**** Alıntılanan Metin ****

• İSTANBUL
  • İMSAK
    00:00
    GÜNEŞ
    00:00
    ÖĞLE
    00:00
    İKİNDİ
    00:00
    AKŞAM
    00:00
    YATSI
    00:00
  • 0.0
  • 0.0
  • 0.0
Yavuz Bahadıroğlu
Yavuz Bahadıroğlu
TÜM YAZILARI

Kanuni’den Bali Bey’e mektup

13 Temmuz 2016
A


Yavuz Bahadıroğlu İletişim: [email protected]

Osmanlı- Lehistan Savaşı’nın (1498) serdarlığı, Rumeli Beylerbeyi Yakup Paşa’dan sonra Vezir Mesih Paşa’nın da başarısız olması sonunda Silistre Sancak Beyi Malkoçoğlu Bali Bey’e verilmiş, Bali Bey 40,000 akıncı ile Osmanlı tarihinin en büyük akıncı seferini gerçekleştirip zafere taşımıştı…

Bu büyük başarı sonucu Gazi Bali Bey, Kanuni Sultan Süleyman tarafından beylerbeyliği verilerek ödüllendirildi, lâkin Bali Bey bunu yeterli bulmamıştı. Mevcut iki tuğa üçüncü bir tuğ ilâve edilmesini de istiyordu. Kanuni Sultan Süleyman’a bu talebini bir mektupla iletti. Kanuni de ona bir cevap yazdı.

**** Kaynak Veriler ****

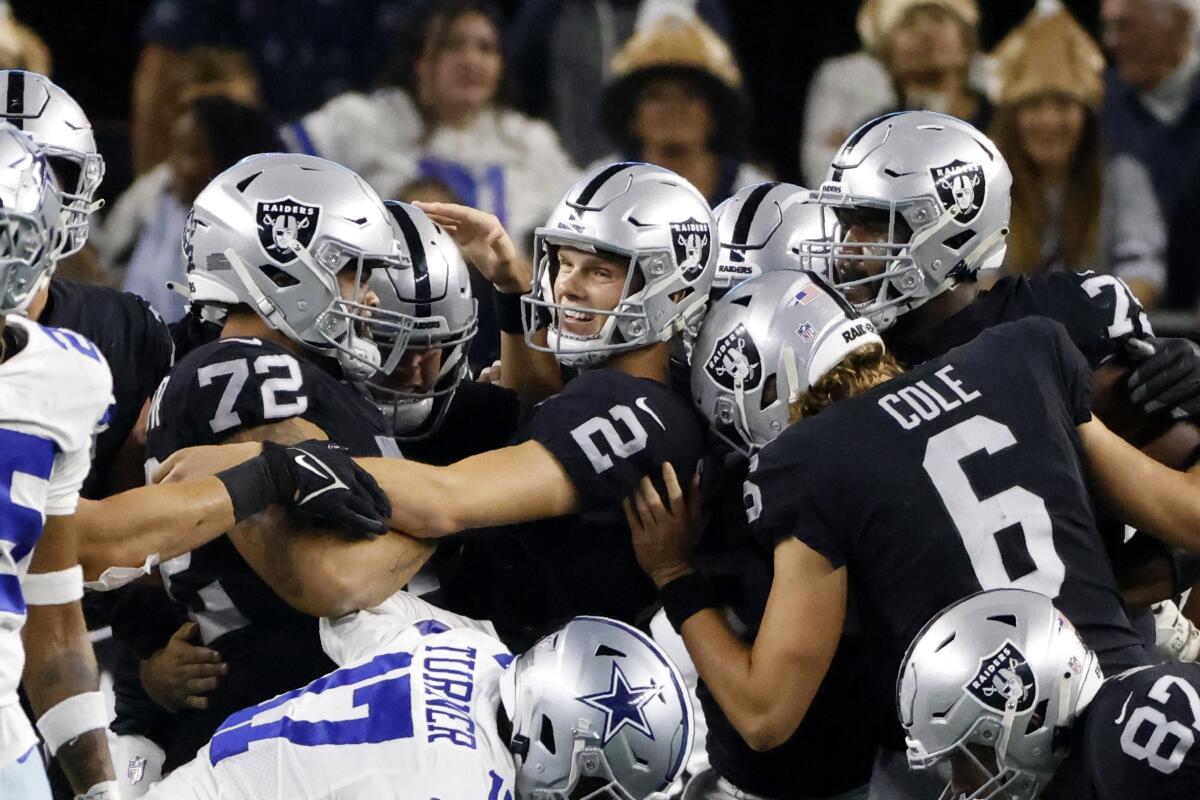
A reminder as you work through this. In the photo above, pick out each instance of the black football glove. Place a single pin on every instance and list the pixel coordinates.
(1168, 377)
(321, 479)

****

[Yazılı Görevler]:
1. Alıntılanan metinde "Osmanlı- Lehistan Savaşı’nın" ve "Bu büyük başarı sonucu" diye başlayan iki paragrafta adı geçen kişileri metinde verilen unvanlarıyla birlikte listeleyin.
2. Alıntılanan metinde "Bu büyük başarı" ifadesinden "bir cevap yazdı." ifadesine kadar olan bölümü harfi harfine kopyalayın.

[Beklenen Sonuçlar]:
1.
- Rumeli Beylerbeyi Yakup Paşa
- Vezir Mesih Paşa
- Silistre Sancak Beyi Malkoçoğlu Bali Bey
- Kanuni Sultan Süleyman

2.
Bu büyük başarı sonucu Gazi Bali Bey, Kanuni Sultan Süleyman tarafından beylerbeyliği verilerek ödüllendirildi, lâkin Bali Bey bunu yeterli bulmamıştı. Mevcut iki tuğa üçüncü bir tuğ ilâve edilmesini de istiyordu. Kanuni Sultan Süleyman’a bu talebini bir mektupla iletti. Kanuni de ona bir cevap yazdı.